-- start of SOURCE PASSAGE --
The US should, like Singapore, upgrade workers through training – not wage doomed trade wars
- Winston Mok says trade wars make better politics, but heightened investment in education and vocational training is the key to a US workforce that does not lose jobs. Blaming China is only a distraction
Technological innovations and globalisation have been the twin engines behind economic growth and, at the same time, social dislocation. Compared to four decades ago, the world’s largest companies by market capitalisation, while still US-dominated, have witnessed a sea change. Those “older” corporate giants which can effectively exploit globalisation and innovation are more likely to remain on top.
Within the developed world, these two forces combined to increase social inequality – polarising the economic fortunes between the displaced blue-collar workers in older industries and the new knowledge workers. It is against this backdrop that President Donald Trump was elected.
Can the waning fortunes of some American workers be blamed on China? Take the auto industry as an example. Japanese and Korean cars have made strong inroads, globally and in the United States. They achieved this with heavy government guidance in once highly protected domestic markets. In contrast, the Chinese market – dominated by foreign car brands – has been much more open. General Motors sells more cars in China than in the US. If anything, Chinese consumers have saved GM. The decline of Detroit is shaped by competition from Japan and Korea.
As well, it’s worth noting that globalisation creates as much as destroys jobs – such as in the car plants of Toyota and Mercedes-Benz in the US.
These global forces don’t just affect America, of course. In the early decades of China’s economic liberalisation, workers in its state-owned enterprises were displaced by new workers (mostly young rural people) at the more efficient foreign-invested enterprises. Now, Chinese workers are being replaced by robots or lower-cost counterparts in Indochina – in a way similar to what happened in the US. All enterprises and workers, American and Chinese, face potential creative destruction in global capitalism – the very wellspring of US economic dynamism.
The stark reality is, in a globalised world, some US workers are not productive enough to justify their once-high wages. The US once had the most educated workforce in the world. A higher proportion of young people now graduate from universities in Japan and Korea. Through a combination of factors such as skills, work practices, process management, automation and supplier integration, some US autoworkers were not as productive as their German or Japanese peers.
-- end of SOURCE PASSAGE --
-- start of INFORMATION PROVIDED --
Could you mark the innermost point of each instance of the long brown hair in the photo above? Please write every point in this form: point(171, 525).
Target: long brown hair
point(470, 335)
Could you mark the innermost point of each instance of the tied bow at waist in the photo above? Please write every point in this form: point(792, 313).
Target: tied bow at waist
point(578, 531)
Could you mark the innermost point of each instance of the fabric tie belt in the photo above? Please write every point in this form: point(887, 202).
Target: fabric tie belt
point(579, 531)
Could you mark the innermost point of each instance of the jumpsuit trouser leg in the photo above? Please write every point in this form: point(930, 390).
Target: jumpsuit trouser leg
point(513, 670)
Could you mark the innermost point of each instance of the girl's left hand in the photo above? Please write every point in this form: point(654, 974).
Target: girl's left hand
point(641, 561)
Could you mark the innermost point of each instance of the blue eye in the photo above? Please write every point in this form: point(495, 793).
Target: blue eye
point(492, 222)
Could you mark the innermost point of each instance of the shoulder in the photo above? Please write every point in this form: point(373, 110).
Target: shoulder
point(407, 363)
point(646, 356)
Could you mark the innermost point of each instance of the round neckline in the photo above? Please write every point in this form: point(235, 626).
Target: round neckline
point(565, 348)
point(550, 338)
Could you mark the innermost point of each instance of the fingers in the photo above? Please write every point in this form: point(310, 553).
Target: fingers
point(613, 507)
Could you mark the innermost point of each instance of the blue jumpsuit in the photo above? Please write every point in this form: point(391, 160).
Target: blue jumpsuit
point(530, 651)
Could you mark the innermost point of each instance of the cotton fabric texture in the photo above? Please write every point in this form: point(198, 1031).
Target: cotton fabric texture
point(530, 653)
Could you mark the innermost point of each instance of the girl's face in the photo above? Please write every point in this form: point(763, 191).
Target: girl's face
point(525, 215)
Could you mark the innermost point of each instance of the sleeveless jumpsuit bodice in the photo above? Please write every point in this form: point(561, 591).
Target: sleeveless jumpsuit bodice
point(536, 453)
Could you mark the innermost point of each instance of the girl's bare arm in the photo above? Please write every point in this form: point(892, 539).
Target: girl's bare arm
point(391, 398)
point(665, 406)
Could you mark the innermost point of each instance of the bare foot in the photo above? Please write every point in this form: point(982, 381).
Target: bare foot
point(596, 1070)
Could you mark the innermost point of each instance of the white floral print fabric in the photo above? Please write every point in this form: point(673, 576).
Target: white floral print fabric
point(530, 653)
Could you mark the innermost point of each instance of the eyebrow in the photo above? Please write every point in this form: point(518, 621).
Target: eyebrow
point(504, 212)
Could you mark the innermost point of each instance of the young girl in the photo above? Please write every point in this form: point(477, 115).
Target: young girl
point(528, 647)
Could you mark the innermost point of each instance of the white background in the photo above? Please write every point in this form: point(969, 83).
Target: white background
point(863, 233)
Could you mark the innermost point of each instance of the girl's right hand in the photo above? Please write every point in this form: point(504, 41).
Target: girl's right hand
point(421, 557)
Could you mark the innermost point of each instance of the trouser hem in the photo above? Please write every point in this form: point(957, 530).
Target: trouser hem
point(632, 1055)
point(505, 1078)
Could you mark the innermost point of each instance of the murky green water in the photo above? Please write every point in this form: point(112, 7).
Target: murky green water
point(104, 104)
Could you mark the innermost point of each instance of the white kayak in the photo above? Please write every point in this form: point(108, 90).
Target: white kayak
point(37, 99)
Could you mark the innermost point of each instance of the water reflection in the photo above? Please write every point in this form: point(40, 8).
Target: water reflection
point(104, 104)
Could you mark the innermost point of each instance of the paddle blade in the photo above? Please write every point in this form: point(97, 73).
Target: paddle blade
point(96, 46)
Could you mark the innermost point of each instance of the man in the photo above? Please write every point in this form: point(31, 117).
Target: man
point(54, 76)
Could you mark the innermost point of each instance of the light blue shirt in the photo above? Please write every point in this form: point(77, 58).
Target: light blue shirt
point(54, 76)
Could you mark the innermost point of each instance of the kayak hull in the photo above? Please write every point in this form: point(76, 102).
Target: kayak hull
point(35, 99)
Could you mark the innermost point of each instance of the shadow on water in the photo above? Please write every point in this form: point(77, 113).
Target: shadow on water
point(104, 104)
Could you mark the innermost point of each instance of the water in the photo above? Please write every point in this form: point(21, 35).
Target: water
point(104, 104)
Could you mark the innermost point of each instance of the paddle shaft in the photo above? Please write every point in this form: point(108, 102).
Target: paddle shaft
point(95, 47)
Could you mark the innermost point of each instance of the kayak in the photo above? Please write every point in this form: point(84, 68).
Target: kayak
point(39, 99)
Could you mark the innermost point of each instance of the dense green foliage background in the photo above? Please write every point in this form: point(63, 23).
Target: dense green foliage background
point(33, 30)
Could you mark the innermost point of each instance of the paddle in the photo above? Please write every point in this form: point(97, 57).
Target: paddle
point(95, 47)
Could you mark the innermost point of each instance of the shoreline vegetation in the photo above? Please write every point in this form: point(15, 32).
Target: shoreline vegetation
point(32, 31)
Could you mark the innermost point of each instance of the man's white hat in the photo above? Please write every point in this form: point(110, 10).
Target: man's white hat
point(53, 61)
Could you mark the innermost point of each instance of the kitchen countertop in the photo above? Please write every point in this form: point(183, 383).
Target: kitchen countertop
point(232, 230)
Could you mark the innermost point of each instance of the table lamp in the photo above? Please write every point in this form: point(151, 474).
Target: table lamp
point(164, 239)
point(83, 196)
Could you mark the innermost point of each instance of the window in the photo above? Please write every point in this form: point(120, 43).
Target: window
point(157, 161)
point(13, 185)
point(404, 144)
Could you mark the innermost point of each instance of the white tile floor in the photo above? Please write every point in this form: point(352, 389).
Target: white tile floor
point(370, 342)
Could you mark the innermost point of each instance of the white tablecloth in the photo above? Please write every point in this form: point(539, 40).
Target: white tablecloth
-- end of INFORMATION PROVIDED --
PARTS OF THE EXERCISE:
[A] From the article on US workers and trade wars, output the passage starting with "The US should, like" and going on through "remain on top.".
[B] Write the next part of the article on US workers and trade wars, picking up right after its final sentence.

RESULTS OF THE TASKS:
[A]
The US should, like Singapore, upgrade workers through training – not wage doomed trade wars
- Winston Mok says trade wars make better politics, but heightened investment in education and vocational training is the key to a US workforce that does not lose jobs. Blaming China is only a distraction
Technological innovations and globalisation have been the twin engines behind economic growth and, at the same time, social dislocation. Compared to four decades ago, the world’s largest companies by market capitalisation, while still US-dominated, have witnessed a sea change. Those “older” corporate giants which can effectively exploit globalisation and innovation are more likely to remain on top.

[B]
Blaming “the others” is an easy distraction from the much harder task of dealing with the real issues. Opposition to globalisation will only undermine the competitiveness of US companies and the innovativeness of its economy. Starting a no-win trade war is an easy gesture compared to the long-term challenges of improving productivity and reducing inequality among US workers.
Making America great again must start with its workers. In developed economies, solid post-secondary education and training is essential to decent earning prospects. Nevertheless, despite the growing popularity of higher education, the college premium for lifetime earnings in the US remains high. At the high end, the US has the best universities – attended by fewer than 1 per cent of American students. But university education is extremely expensive, often resulting in the crushing burdens of student loans.
Furthermore, America’s tertiary education has high enrolment but staggering drop-out rates. Improving graduation rates with government support would be a good start.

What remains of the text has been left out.